### Exercise brief
Please set down the data again exactly, minus the pictures.

### Records
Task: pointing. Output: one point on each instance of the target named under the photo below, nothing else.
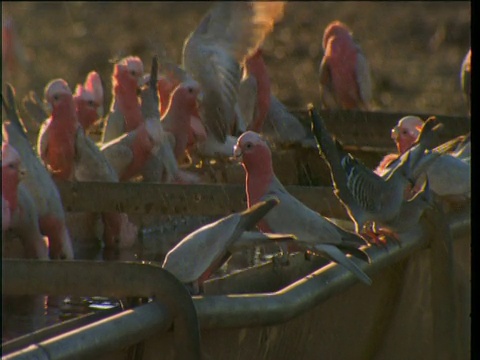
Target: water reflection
(24, 314)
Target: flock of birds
(218, 104)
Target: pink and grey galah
(160, 165)
(404, 134)
(22, 213)
(313, 231)
(448, 176)
(70, 154)
(88, 100)
(125, 113)
(202, 252)
(368, 198)
(51, 215)
(214, 53)
(466, 78)
(255, 67)
(345, 81)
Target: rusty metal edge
(264, 309)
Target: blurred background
(415, 48)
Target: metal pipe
(110, 279)
(56, 329)
(242, 310)
(124, 329)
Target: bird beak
(22, 172)
(100, 111)
(200, 97)
(395, 133)
(142, 80)
(49, 107)
(237, 153)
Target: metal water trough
(310, 309)
(232, 322)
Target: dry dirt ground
(415, 48)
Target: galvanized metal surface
(111, 279)
(54, 330)
(90, 341)
(236, 311)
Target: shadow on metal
(213, 311)
(172, 305)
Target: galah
(23, 214)
(404, 134)
(313, 231)
(163, 166)
(6, 214)
(148, 148)
(176, 120)
(88, 103)
(88, 100)
(255, 67)
(465, 77)
(283, 128)
(171, 75)
(214, 53)
(449, 175)
(13, 51)
(206, 249)
(51, 215)
(367, 197)
(345, 81)
(125, 113)
(70, 154)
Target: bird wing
(214, 52)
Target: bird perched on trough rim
(22, 213)
(213, 55)
(70, 154)
(314, 232)
(366, 196)
(345, 81)
(51, 215)
(203, 251)
(449, 175)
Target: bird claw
(308, 255)
(380, 238)
(280, 261)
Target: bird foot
(308, 255)
(280, 261)
(381, 237)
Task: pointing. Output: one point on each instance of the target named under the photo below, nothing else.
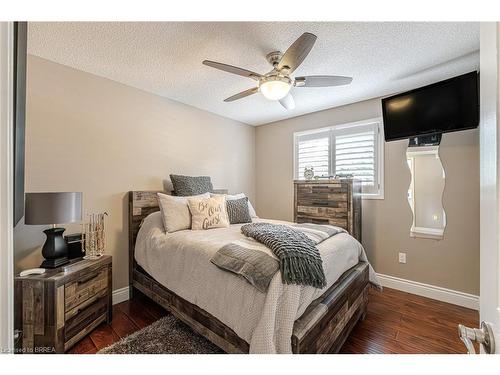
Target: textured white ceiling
(165, 59)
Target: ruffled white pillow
(175, 211)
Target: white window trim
(379, 144)
(6, 186)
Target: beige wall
(90, 134)
(451, 263)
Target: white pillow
(208, 213)
(229, 197)
(175, 211)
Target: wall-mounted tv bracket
(425, 140)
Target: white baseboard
(120, 295)
(430, 291)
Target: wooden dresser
(334, 202)
(57, 309)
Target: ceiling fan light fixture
(275, 87)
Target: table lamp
(53, 208)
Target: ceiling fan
(276, 84)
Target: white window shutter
(351, 150)
(313, 150)
(356, 154)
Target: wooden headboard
(140, 205)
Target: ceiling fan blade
(242, 94)
(232, 69)
(322, 81)
(297, 52)
(288, 102)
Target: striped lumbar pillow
(237, 210)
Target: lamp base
(54, 250)
(54, 263)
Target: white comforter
(181, 262)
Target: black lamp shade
(53, 208)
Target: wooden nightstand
(57, 309)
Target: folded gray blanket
(295, 249)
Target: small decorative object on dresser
(334, 201)
(94, 239)
(308, 173)
(56, 309)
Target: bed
(175, 271)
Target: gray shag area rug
(165, 336)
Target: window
(355, 150)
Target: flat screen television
(445, 106)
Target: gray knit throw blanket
(300, 262)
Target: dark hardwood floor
(396, 322)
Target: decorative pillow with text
(208, 213)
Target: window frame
(344, 128)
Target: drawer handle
(87, 279)
(90, 303)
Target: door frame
(489, 147)
(6, 187)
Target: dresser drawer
(323, 212)
(85, 287)
(333, 188)
(324, 200)
(85, 317)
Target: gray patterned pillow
(237, 210)
(187, 185)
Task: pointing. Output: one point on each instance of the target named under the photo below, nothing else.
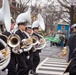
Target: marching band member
(36, 57)
(12, 64)
(22, 66)
(40, 39)
(28, 29)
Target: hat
(21, 23)
(73, 26)
(35, 24)
(12, 20)
(28, 27)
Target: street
(50, 55)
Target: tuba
(14, 42)
(27, 44)
(40, 43)
(5, 17)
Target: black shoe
(31, 72)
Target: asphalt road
(47, 52)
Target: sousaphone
(5, 18)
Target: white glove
(24, 40)
(1, 55)
(28, 57)
(20, 50)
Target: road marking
(52, 66)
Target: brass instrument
(14, 42)
(39, 43)
(5, 18)
(5, 53)
(27, 45)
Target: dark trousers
(72, 73)
(22, 67)
(36, 59)
(12, 65)
(29, 61)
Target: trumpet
(38, 43)
(27, 45)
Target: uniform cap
(73, 26)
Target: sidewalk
(51, 62)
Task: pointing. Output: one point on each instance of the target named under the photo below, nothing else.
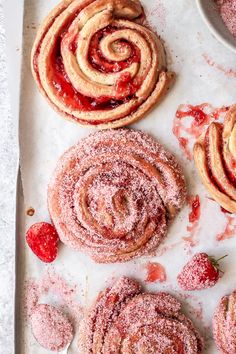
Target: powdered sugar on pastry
(112, 195)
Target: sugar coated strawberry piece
(43, 240)
(201, 272)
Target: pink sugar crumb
(155, 273)
(228, 14)
(54, 284)
(50, 327)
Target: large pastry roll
(113, 194)
(97, 64)
(125, 320)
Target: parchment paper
(44, 136)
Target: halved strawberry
(201, 272)
(43, 240)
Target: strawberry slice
(201, 272)
(43, 240)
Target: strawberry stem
(219, 259)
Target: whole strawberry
(43, 240)
(201, 272)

### Response to this exercise
Task: pointing. Output: one point on each instance of the target named under the photo below, nothing else.
Target: water reflection
(24, 314)
Target: flock of birds
(218, 104)
Target: pink and grey galah
(160, 165)
(404, 134)
(22, 213)
(313, 231)
(448, 176)
(70, 154)
(88, 100)
(125, 113)
(202, 252)
(368, 198)
(51, 215)
(214, 53)
(466, 78)
(255, 67)
(345, 81)
Target: rusty metal edge
(264, 309)
Target: blurred background
(415, 48)
Target: metal pipe
(110, 279)
(56, 329)
(242, 310)
(124, 329)
Target: bird beak
(22, 172)
(100, 111)
(200, 97)
(395, 133)
(142, 80)
(49, 107)
(237, 153)
Target: metal water trough
(310, 309)
(232, 322)
Target: dry dirt ground
(415, 48)
Target: galvanized metal surface
(111, 279)
(54, 330)
(90, 341)
(236, 311)
Target: shadow on metal
(213, 311)
(172, 305)
Target: galah
(23, 214)
(404, 134)
(313, 231)
(163, 166)
(6, 214)
(148, 148)
(176, 120)
(88, 103)
(88, 100)
(255, 67)
(465, 77)
(283, 128)
(171, 75)
(214, 53)
(449, 175)
(13, 51)
(206, 249)
(51, 215)
(367, 197)
(345, 81)
(125, 113)
(70, 154)
Target: bird wing
(214, 52)
Target: bird perched on trough rim
(22, 213)
(213, 55)
(70, 154)
(314, 232)
(366, 196)
(345, 81)
(51, 215)
(203, 251)
(449, 175)
Target: bird claw
(308, 255)
(380, 238)
(280, 261)
Target: bird foot
(308, 255)
(280, 261)
(381, 237)
Task: pointing. Output: one point on each instance of the target named under the photo below, nothing else.
Target: textured white ceiling
(165, 59)
Target: ruffled white pillow
(175, 211)
Target: white window trim
(379, 144)
(6, 186)
Target: beige wall
(90, 134)
(451, 263)
Target: white pillow
(208, 213)
(229, 197)
(175, 211)
Target: wall-mounted tv bracket
(425, 140)
Target: white baseboard
(120, 295)
(430, 291)
Target: wooden dresser
(334, 202)
(57, 309)
Target: ceiling fan light fixture
(275, 87)
Target: table lamp
(53, 208)
Target: ceiling fan
(276, 84)
Target: white window shutter
(351, 150)
(313, 150)
(356, 154)
Target: wooden headboard
(140, 205)
Target: ceiling fan blade
(242, 94)
(232, 69)
(322, 81)
(297, 52)
(288, 102)
Target: striped lumbar pillow
(237, 210)
Target: lamp base
(54, 250)
(54, 263)
Target: white comforter
(181, 262)
Target: black lamp shade
(53, 208)
Target: wooden nightstand
(57, 309)
Target: folded gray blanket
(295, 249)
Target: small decorative object on dresser
(334, 201)
(94, 239)
(308, 173)
(56, 309)
Target: bed
(175, 271)
Target: gray shag area rug
(165, 336)
Target: window
(355, 150)
Target: flat screen television
(445, 106)
Target: gray knit throw blanket
(300, 262)
Target: dark hardwood floor
(396, 322)
Target: decorative pillow with text
(208, 213)
Target: window frame
(344, 128)
Target: drawer handle
(87, 279)
(90, 303)
Target: door frame
(489, 147)
(6, 187)
Target: dresser drawer
(323, 212)
(85, 287)
(333, 188)
(324, 200)
(85, 317)
Target: gray patterned pillow
(237, 210)
(187, 185)
Task: pointing. Output: one point on each instance of the target named under the photo below, nothing else.
Target: marching band member
(36, 57)
(12, 64)
(22, 66)
(40, 39)
(28, 29)
Target: hat
(21, 23)
(73, 26)
(35, 24)
(12, 20)
(28, 27)
Target: street
(50, 55)
Target: tuba
(14, 42)
(27, 44)
(40, 43)
(5, 17)
Target: black shoe
(31, 72)
Target: asphalt road
(47, 52)
Target: sousaphone
(5, 18)
Target: white glove
(24, 40)
(1, 55)
(28, 57)
(20, 50)
Target: road marking
(52, 66)
Target: brass instrument
(14, 42)
(39, 43)
(5, 18)
(5, 53)
(27, 45)
Target: dark trousers
(72, 73)
(22, 67)
(36, 59)
(12, 65)
(29, 61)
Target: trumpet
(38, 43)
(27, 45)
Target: uniform cap
(73, 26)
Target: sidewalk
(51, 62)
Task: pointing. Output: one point on each instance of the target named under the photo below, nothing else.
Target: powdered sugar on pastry
(112, 195)
Target: sugar coated strawberry piece
(43, 240)
(201, 272)
Target: pink sugar crumb
(155, 273)
(228, 14)
(54, 284)
(50, 327)
Target: large pastry roll
(113, 194)
(97, 64)
(125, 320)
Target: parchment paper
(44, 136)
Target: halved strawberry
(201, 272)
(43, 240)
Target: strawberry slice
(201, 272)
(43, 240)
Target: strawberry stem
(219, 259)
Target: whole strawberry
(43, 240)
(201, 272)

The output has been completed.